#### [WHAT IS BEING ASKED]
Repeat nothing but the line containing "Locate the dormer" and the lines that follow it, up to and including the last line of the data below.

-- DATA SHOWN follows --

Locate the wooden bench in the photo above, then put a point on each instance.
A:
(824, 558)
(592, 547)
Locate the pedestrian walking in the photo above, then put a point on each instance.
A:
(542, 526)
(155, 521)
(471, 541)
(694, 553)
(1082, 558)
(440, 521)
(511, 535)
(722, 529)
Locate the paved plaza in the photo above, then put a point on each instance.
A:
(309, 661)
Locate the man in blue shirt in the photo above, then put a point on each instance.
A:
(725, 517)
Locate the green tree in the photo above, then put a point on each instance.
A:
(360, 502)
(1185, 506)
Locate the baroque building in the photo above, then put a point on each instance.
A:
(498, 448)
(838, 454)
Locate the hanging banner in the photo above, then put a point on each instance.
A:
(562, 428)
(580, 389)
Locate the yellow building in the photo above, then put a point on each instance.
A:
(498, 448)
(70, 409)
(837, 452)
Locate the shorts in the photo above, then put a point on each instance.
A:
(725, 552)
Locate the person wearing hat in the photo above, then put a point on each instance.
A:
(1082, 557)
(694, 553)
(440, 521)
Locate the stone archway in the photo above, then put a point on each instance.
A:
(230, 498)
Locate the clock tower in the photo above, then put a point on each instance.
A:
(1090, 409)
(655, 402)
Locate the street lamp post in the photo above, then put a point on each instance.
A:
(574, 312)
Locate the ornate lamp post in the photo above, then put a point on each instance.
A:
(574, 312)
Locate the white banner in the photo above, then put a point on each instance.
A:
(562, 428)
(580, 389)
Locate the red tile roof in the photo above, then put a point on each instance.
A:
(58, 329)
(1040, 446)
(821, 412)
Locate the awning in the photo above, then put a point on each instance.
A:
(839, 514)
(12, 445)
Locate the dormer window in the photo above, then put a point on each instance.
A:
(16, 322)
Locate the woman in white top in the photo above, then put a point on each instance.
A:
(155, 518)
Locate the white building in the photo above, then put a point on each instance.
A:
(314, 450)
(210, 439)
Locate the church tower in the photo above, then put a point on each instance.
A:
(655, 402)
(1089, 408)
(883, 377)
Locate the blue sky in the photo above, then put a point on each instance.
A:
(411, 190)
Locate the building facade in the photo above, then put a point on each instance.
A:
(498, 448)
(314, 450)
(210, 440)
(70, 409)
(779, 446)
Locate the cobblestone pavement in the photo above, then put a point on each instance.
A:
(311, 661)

-- DATA SHOWN concluded --

#### [TASK RESPONSE]
Locate the dormer window in the photo above, then put a point on each instance.
A:
(16, 322)
Locate the woman in white top in the photo above, then put a point on each instance.
A:
(155, 518)
Locate the white building in the photo above, then put a point on each instance.
A:
(314, 450)
(210, 439)
Locate the church tower in the photo above, then put a point on each instance.
A:
(655, 402)
(1089, 408)
(883, 377)
Locate the blue sky in the photo above, then put a point on each instance.
A:
(411, 190)
Locate the building facade in the photo above, then put a point on each instance.
A:
(498, 448)
(314, 450)
(210, 440)
(70, 409)
(779, 446)
Locate the cobblestone pavement in the photo above, then put a point on each instance.
A:
(311, 661)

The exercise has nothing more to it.